# STATED PROBLEM 1
List each thing that the travel post says can be swept away, however passionately people or kings seek to maintain peaceful prosperity.
# STATED PROBLEM 2
Report every line of the records that contains the word "orange". Case counts.

# DOCUMENT
◇ ◇ ◇ ◇ ◇ ◇ ◇

Wednesday 26 August 2015

Why travel?

Reading Jan Morris as we go, it’s remarkable to me how the same ideas rise up – I am thinking something, and then find she wrote about first, in her book.  I am not disheartened by this. Rather, I see that there is a market for philosophical ponderings.
Now that we are out of Italy, and down into the Adriatic/Dalmatian coast, I have to try to collect my thoughts and put them into some sort of order.
One big question is – what is the purpose of travelling like this? Leisure, learning something, getting away, having fun, trying new ideas and foods, habits. Letting go. At home, I barely ever watch the news now as it’s so dispiriting and depressing – more and more dystopian. So my life at home is designed for tranquility and calm – creativity. (You may say I should be more engaged, concerned – but a) I feel I have done my bit over the years and b) I still support dozens of causes which interest me).  Anyway, coming to Trieste/Istria/Croatia it’s a pretty hard thump – to see how fragile ‘civilisation’ is. Huge powers, empires, trading arrangements, arts, development, peace – all these can be swept away, no matter how passionately the people or the kings seek to maintain peaceful prosperity. Something in ‘man’ looks for violence, war, torture. Original sin, I suppose. These wars come at any time, at any place. The current holiday atmosphere in these sunny, beautiful lands cannot last – according to history. It’s very sobering.

◇ ◇ ◇ ◇ ◇ ◇ ◇

# DATA IN THIS EXERCISE
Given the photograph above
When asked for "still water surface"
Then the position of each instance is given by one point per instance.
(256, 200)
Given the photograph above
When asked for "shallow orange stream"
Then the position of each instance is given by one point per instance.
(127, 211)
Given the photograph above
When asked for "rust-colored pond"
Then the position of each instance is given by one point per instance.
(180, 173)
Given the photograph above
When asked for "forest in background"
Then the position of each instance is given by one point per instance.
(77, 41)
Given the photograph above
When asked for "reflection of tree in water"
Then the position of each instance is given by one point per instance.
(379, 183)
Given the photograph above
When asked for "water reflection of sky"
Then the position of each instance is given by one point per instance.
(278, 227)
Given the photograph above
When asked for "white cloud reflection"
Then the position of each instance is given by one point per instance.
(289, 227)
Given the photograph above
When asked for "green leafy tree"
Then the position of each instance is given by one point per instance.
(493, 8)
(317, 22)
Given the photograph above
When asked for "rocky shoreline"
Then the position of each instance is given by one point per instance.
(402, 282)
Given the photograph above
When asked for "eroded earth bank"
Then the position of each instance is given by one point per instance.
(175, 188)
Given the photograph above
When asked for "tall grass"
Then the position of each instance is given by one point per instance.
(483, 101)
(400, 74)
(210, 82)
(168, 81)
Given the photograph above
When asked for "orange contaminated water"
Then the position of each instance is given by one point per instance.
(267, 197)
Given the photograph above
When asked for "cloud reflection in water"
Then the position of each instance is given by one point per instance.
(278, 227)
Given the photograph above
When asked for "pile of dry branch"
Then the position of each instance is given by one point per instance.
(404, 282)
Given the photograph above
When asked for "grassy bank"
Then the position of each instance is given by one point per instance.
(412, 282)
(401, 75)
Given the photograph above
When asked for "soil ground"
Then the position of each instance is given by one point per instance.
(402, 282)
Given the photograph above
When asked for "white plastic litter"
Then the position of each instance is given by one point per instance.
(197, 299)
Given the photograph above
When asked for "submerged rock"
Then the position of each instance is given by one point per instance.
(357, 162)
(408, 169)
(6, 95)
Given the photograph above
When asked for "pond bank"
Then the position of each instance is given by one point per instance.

◇ ◇ ◇ ◇ ◇ ◇ ◇

# WORKED ANSWER 1
Huge powers, empires, trading arrangements, arts, development, peace

# WORKED ANSWER 2
When asked for "shallow orange stream"
When asked for "orange contaminated water"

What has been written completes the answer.